> _Goal_
Retype the tail of the data exactly, starting at the line containing "For the shelf-compliance log, identify each instance of the jio" and stopping at the last line.

Data items
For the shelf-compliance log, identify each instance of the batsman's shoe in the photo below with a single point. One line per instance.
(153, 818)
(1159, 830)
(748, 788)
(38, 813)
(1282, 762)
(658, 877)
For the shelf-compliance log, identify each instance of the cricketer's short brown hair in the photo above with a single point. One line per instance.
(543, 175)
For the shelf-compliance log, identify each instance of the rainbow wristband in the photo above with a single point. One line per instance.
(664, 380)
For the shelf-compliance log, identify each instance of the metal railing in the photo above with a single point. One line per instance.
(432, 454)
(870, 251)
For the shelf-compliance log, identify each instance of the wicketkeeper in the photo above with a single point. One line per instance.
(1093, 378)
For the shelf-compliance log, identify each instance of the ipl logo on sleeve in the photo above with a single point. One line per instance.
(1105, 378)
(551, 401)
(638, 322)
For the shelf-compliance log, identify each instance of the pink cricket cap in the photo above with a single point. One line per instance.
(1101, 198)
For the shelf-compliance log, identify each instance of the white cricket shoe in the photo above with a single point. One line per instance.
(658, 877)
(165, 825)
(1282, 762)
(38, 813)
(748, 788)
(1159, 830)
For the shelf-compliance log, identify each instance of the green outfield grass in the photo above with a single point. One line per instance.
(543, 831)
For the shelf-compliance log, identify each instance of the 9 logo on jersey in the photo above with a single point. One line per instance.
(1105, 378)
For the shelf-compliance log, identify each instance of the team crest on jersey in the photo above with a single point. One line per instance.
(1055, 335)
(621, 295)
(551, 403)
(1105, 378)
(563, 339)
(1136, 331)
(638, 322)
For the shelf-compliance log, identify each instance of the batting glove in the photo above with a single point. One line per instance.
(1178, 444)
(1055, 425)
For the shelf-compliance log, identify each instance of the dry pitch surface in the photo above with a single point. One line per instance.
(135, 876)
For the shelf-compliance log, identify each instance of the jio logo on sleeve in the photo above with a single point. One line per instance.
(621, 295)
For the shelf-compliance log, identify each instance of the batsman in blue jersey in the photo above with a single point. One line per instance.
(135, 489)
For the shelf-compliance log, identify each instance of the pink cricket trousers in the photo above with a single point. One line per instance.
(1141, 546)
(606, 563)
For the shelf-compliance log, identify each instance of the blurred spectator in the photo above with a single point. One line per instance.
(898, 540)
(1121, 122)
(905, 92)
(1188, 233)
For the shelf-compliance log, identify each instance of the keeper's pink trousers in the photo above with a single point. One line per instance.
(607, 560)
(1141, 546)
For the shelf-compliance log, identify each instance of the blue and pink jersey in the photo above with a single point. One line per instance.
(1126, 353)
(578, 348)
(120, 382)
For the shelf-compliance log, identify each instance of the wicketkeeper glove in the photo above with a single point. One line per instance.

> _Exercise result_
For the shelf-compliance log, identify each instance of the jio logo on sleeve in the photo above with a single point. One line per instance.
(621, 295)
For the shelf-compliance log, identify each instance of the batsman in blue jersey in the photo above with a single point. One line per instance.
(135, 489)
For the shelf-compliance log, identify each instance of the pink cricket trousers in the photo above with a single point. One line per instance.
(1141, 546)
(606, 563)
For the shelf-compliance log, identify each instance of the blurred spectator in the photo above with a single point. One line per instance.
(898, 540)
(1121, 122)
(905, 92)
(1188, 233)
For the shelf-compliance log, identify each instance of the keeper's pink trousers in the photo above with a single point. One line per instance.
(607, 560)
(1141, 546)
For the shelf-compliance log, identify each instance of the blue and pink jersey in the photo above with a single point. One line per instance.
(1126, 353)
(578, 348)
(120, 382)
For the shelf-compliance log, identify each instance of the wicketkeeper glove in the photo above with a single point. One line per instance.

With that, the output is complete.